Box annotations for photos:
┏━━

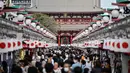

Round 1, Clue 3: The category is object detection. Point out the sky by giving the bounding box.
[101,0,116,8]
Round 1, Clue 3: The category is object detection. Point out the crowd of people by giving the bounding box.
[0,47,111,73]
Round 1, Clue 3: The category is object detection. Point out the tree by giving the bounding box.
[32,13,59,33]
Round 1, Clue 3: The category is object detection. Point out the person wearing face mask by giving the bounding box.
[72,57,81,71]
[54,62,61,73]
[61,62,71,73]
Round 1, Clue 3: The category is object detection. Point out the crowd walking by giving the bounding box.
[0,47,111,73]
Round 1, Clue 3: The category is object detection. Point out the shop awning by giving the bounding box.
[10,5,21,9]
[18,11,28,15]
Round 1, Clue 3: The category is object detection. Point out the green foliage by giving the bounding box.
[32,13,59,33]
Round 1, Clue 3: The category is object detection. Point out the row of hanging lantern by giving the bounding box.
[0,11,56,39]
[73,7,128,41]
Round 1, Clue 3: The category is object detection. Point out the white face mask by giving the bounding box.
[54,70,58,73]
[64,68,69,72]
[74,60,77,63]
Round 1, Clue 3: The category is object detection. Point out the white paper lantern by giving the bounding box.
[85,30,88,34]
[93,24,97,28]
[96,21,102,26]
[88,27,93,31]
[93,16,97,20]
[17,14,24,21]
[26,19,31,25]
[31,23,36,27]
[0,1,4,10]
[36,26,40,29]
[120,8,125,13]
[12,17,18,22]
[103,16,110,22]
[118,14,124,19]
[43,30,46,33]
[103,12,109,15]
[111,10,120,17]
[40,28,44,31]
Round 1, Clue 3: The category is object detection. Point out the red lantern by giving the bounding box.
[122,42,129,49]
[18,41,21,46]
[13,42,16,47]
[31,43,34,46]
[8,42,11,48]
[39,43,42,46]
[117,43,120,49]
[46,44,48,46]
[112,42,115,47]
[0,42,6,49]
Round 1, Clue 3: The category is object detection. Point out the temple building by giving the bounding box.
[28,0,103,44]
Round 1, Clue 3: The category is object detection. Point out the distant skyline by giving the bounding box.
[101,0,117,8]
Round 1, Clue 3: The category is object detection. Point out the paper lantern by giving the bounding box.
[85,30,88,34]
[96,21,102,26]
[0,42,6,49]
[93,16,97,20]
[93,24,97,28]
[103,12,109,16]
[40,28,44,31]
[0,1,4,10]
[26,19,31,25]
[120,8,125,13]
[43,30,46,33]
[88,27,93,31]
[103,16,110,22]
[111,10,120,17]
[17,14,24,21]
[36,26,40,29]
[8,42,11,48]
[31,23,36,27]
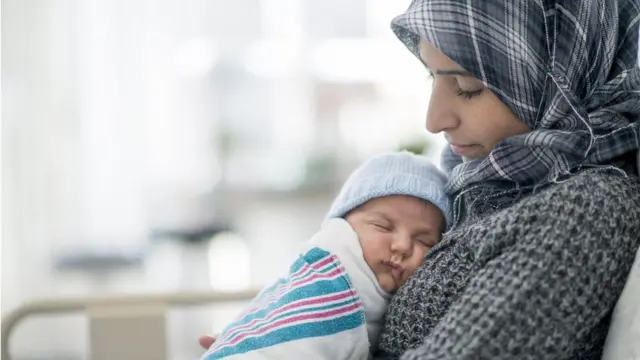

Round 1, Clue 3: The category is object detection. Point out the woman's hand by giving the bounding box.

┗━━

The line that contains "walking by giving the bounding box." begins the part to retype, and the last line of the records above ends it. Retype both and everything between, exactly, without the pictures.

Solution to the problem:
Round 1, Clue 3: The category is object detection. Point out the crowd walking by giving the bounding box.
[0,47,111,73]
Round 1, Clue 3: The category is object detection. Point out the shop awning by giving the bounding box.
[10,5,21,9]
[18,11,28,15]
Round 1, Clue 3: The category is object detection. Point out the green foliage by giving the bounding box.
[32,13,59,33]
Round 1, Clue 3: The category is object detection. Point out the row of hanging lantern by giving the bounding box.
[0,11,56,39]
[73,7,128,41]
Round 1, Clue 3: The category is object detection. Point out the white face mask by giving the bounding box.
[54,70,58,73]
[64,68,69,72]
[74,60,77,63]
Round 1, Clue 3: The category is object detection. Point out the white paper lantern by giving the bounding box.
[85,30,88,34]
[93,24,97,28]
[96,21,102,26]
[88,27,93,31]
[93,16,97,20]
[17,14,24,21]
[26,19,31,25]
[31,23,36,27]
[0,1,4,10]
[36,26,40,29]
[120,8,125,13]
[12,17,18,22]
[103,16,110,22]
[118,14,124,19]
[43,30,46,33]
[103,12,109,15]
[111,10,120,17]
[40,28,44,31]
Round 1, Clue 3: The category is object detection. Point out the red lantern by giving the bounding box.
[122,42,129,49]
[18,41,21,46]
[13,42,16,47]
[31,43,34,46]
[8,42,11,48]
[39,43,42,46]
[117,43,120,49]
[46,44,48,46]
[112,42,115,47]
[0,42,6,49]
Round 1, Clue 3: The category is object detection. Point out the temple building by giving the bounding box.
[28,0,103,44]
Round 1, Clue 3: The category is object detection. Point out the distant skyline by giving the bounding box.
[101,0,117,8]
Round 1, Clue 3: The category is object detection. Point out the paper lantern by giving the bounding box.
[85,30,88,34]
[96,21,102,26]
[0,42,6,49]
[93,16,97,20]
[93,24,97,28]
[103,12,109,16]
[40,28,44,31]
[0,1,4,10]
[26,19,31,25]
[120,8,125,13]
[43,30,46,33]
[88,27,93,31]
[103,16,110,22]
[111,10,120,17]
[17,14,24,21]
[36,26,40,29]
[8,42,11,48]
[31,23,36,27]

Round 1, Clue 3: The category is object detection. Point out the woman's hand by giving the bounding box.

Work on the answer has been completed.